[What you are asked to do]:
Reproduce all the records word for word. Omit images.

Available records: Begin

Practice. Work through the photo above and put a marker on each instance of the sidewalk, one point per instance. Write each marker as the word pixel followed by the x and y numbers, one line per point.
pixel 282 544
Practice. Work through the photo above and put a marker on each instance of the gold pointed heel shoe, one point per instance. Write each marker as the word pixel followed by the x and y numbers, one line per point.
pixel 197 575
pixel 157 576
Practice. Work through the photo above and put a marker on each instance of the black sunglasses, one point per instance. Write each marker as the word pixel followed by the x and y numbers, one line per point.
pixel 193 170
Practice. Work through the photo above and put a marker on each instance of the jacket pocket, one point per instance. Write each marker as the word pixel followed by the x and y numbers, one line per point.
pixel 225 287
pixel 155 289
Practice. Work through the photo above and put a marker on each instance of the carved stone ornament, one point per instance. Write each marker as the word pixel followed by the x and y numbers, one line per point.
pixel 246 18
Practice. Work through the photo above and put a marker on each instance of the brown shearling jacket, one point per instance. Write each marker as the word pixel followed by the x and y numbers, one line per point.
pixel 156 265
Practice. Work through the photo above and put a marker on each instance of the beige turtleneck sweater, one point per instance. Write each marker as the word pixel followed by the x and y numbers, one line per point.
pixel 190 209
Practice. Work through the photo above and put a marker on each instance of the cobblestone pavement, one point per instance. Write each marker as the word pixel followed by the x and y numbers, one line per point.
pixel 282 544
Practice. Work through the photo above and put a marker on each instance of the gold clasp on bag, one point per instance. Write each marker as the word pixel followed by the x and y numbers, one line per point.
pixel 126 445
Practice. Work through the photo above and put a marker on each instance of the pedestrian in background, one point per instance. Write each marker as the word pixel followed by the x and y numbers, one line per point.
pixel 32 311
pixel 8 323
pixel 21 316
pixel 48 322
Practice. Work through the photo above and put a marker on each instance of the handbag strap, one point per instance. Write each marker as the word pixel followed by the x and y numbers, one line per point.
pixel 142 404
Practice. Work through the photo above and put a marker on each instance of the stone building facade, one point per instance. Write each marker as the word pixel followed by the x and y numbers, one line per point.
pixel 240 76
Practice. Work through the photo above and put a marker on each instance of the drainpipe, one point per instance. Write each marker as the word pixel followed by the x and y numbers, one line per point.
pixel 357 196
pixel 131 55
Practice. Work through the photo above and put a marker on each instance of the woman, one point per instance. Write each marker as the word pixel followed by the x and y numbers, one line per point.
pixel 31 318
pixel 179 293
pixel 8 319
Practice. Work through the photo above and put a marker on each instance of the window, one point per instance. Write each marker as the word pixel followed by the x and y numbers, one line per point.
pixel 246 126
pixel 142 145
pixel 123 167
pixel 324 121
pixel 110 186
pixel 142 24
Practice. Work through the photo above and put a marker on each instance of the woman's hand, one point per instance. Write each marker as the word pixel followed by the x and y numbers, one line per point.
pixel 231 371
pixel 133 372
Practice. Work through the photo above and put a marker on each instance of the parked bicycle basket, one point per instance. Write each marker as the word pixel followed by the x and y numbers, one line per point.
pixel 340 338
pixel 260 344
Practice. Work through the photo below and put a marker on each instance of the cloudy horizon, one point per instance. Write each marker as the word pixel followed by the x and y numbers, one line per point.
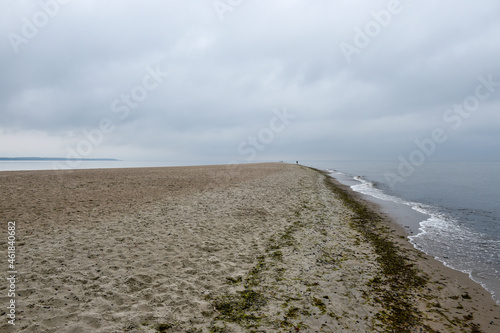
pixel 243 80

Available records: End

[Answer to this problem]:
Practice. Work through the photo above and put a marker on each instance of the sidewalk, one point per instance. Write each marker as the word pixel followed by the x and y numbers, one line per point.
pixel 282 544
Practice. Work through the photo above and put a marker on each instance of the gold pointed heel shoe, one point per instance. Write each marker as the word pixel followed by the x and y numbers, one line per point.
pixel 197 575
pixel 157 576
Practice. Work through the photo above and put a marker on each instance of the black sunglasses, one point per instance. Write each marker as the word pixel followed by the x and y numbers, one line per point.
pixel 193 170
Practice. Work through the photo above and put a marker on each instance of the jacket pocket, one point per instance. Write each marker as the word pixel followed by the x and y numbers, one line per point.
pixel 225 287
pixel 155 289
Practice. Work through the photo above and put a marker on each instance of the carved stone ornament, one point per instance. Write each marker as the word pixel followed by the x and y numbers, one line per point.
pixel 246 18
Practice. Work through the photo above and put a marker on each instance of the brown shearling jacket, one point per instance. Write each marker as the word pixel followed by the x and y numbers, one line per point.
pixel 156 265
Practice. Work through the photo above and put a marker on each instance of the beige turtleneck sweater, one point per instance. Write each marker as the word pixel followed by the x and y numbers, one line per point.
pixel 190 209
Practice. Work through the photo above and put a marker on each instance of the cobblestone pavement, one point per instance. Write each marker as the word pixel followed by the x and y numbers, one line per point.
pixel 282 544
Practice. Work through the photo above and put a marker on each instance of the gold clasp on bag, one point per instance. Write each marker as the word pixel followed by the x and y numbers, one line per point.
pixel 126 445
Practice. Work through the photo above and put a marker on each instance of the pedestrian in background, one point per instance. Write each marker as the word pixel followed by the x and y numbers, one line per point.
pixel 32 311
pixel 8 323
pixel 21 316
pixel 48 322
Practice. Work through the photo above and put a marker on each instance of the handbag strap, one point per instance. Write each marker as the word pixel followed by the x and y numbers, one line per point.
pixel 142 404
Practice. Work through the photo above and put a marker on each instance of the stone building facade, one point per instance. Write each marker as the word pixel followed by the x and y numbers, one line per point.
pixel 240 76
Practice. Work through the photo above and put a marker on each instance of the drainpipe, one point per instance. Write each marker as the word pixel followed by the x and y numbers, one line per point.
pixel 357 196
pixel 131 55
Practice. Work through the photo above and put a marker on each instance of the woman, one point per instance. Write each marker as the word pixel followed by the x and y numbers, one line per point.
pixel 31 318
pixel 179 293
pixel 8 319
Practice. Work through the photo above and put a marker on each instance of the window, one point per instance. Write each marker as the word pixel followed by the x and y numbers, one line per point.
pixel 246 126
pixel 142 145
pixel 123 167
pixel 324 121
pixel 110 186
pixel 142 24
Practice. Work through the photo above and put a marker on each instance of the woman's hand, one point per instance. Write each marker as the word pixel followed by the x and y numbers, one line per point.
pixel 231 371
pixel 133 372
Practice. Work through the photo above and put a marker on each instance of the parked bicycle basket, one point per instance. Write each marker as the word pixel followed by the x and y numbers, one line per point.
pixel 340 338
pixel 260 344
Practice. Work through the photo below and put a marker on each instance of the cloudy horizon, one point per instance. Write each marker as the word pixel followed by the x and y numbers, one line per point.
pixel 243 80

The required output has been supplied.